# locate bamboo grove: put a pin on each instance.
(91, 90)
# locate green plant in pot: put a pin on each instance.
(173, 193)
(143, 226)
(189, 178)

□ □ □ □

Write the records out precisely, omitting nothing.

# locate bamboo grove: put a pin on each instance.
(91, 90)
# locate green plant in pot: put a pin on each instance.
(173, 193)
(143, 226)
(189, 178)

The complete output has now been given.